# [Selected text]
Jer Thorpe: How are these systems changing the way that we know birds? And then also, how are they changing the way that we act as birders or as other appreciators of nature?

 

Hamsini Sridharan: And then you also have on top of that or below that, I guess, the birds themselves and how they fuck with the process of becoming data. Right. Like they're not always like amenable to that.

 

Tamar Avishai: Exactly. For the relationship between birders and data scientists to work, birds have to become data. And plainly put, they don't want to. Birds Challenge. Classification. Bird song is never actually isolated from its natural environment. Ducks intermate, apparently. Life, in the words of cinema's wisest chaotician, finds a way. Okay, but we're getting ahead of ourselves. Let's go back to the real point at which everything starts to fall apart, which is this idea that birds are data, which, ironically, is also why so many people become birders in the first place. It's a powerful thing to observe something in your own intimate, familiar space, like your backyard or your park, and be able to put a name to it to give it a context and understand its role in our larger world. It makes you feel like you're part of this larger world.

 

Jer Thorpe: I mean, I joined [00:12:00] the project 100% because I was very interested in this idea of how birds become data. So, you know, I'm out in the world and I see a bird. There's no data being created in that moment, but as soon as I identify it, there is that piece of data that it's in my brain. And what birders tend to do is they tend to record those things. And, you know, with the advent of databases, birders were some of the first people to start using databases to store and share their data.

 

Hamsini Sridharan: You know, take any bird like outside your window. In my case, it would be sparrows, right?

 

Tamar Avishai: Sure. I'll take her word for it.

 

Hamsini Sridharan: And you can just start with a sparrow and kind of follow it through some of these technological systems and, like, tell the story of what happens to it. But there is also, you know, abstracting from that a level like the story of the people who were involved with it. And this like story of like birding is basically know what we call like citizen science, right? Or community science, I think is another term that gets used a lot.

 

Tamar Avishai: And of course, if you're a citizen scientist, which in this case is a fancy way of saying an amateur birder, you want to be part of a community and you're really interested in speaking that community's language. You want to collect data points and moreover, you want to learn from them. I mean, take me, for example. I literally couldn't recognize a sparrow call or really what it looks like. I mean, how could I ever learn to tell the difference between a house sparrow or an American robin or a European starling? All of which, according to Merlin, live in my backyard, without the explicit understanding that someone before me has identified and classified all of these birds. Machine learning is wholly dependent on that classification. The thing is, nature on the whole, and birds in particular are hell bent on resisting it.

 

Hamsini Sridharan: And [00:14:00] so when you look at what the docs are doing, they don't care about what we think a species is. They're just having sex with who and what they want to have sex with, and making little hybrid duck babies that are so completely, like, resistant to classification because a hybrid is, you know, neither species of its parents, right?

 

Jer Thorpe: I have a bird in the park that I look out onto, which is a pretty common bird in North America called the northern mockingbird. And the northern mockingbird is really well known because it mimics other birds songs. They have tons and tons and tons and tons and tons and tons of recordings of northern mockingbirds, but they're really hard to pin down because they can make the sounds of all these other birds. And so that's one example of the ways that no matter how well we build these systems, birds are going to mess with them and they're going to like question the ways that we sort of make rigid classifications.

# [Task brief]
Condense the paragraph in the transcript that begins "I have a bird in the park" into two or three sentences, keeping its main facts.

# [Data segment]
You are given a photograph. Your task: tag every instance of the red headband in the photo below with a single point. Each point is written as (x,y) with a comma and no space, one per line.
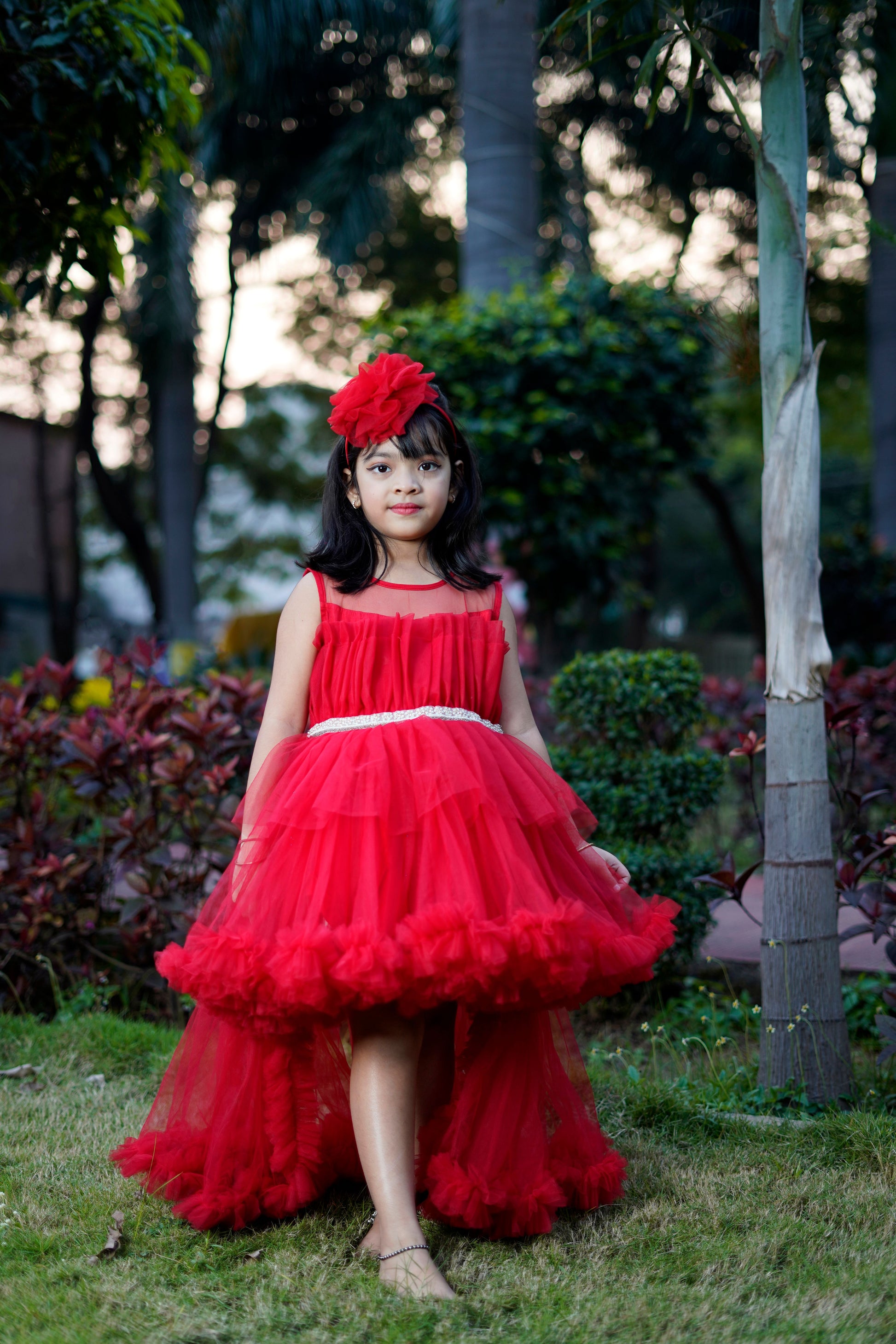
(381,400)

# [Output of the exercise]
The park Jer Thorpe looks out onto has a northern mockingbird, a common North American bird known for mimicking other birds' songs. There are a great many recordings of the species, but it is hard to pin down because it can make the sounds of so many other birds. It shows that however well these systems are built, birds will disrupt them and challenge rigid classifications.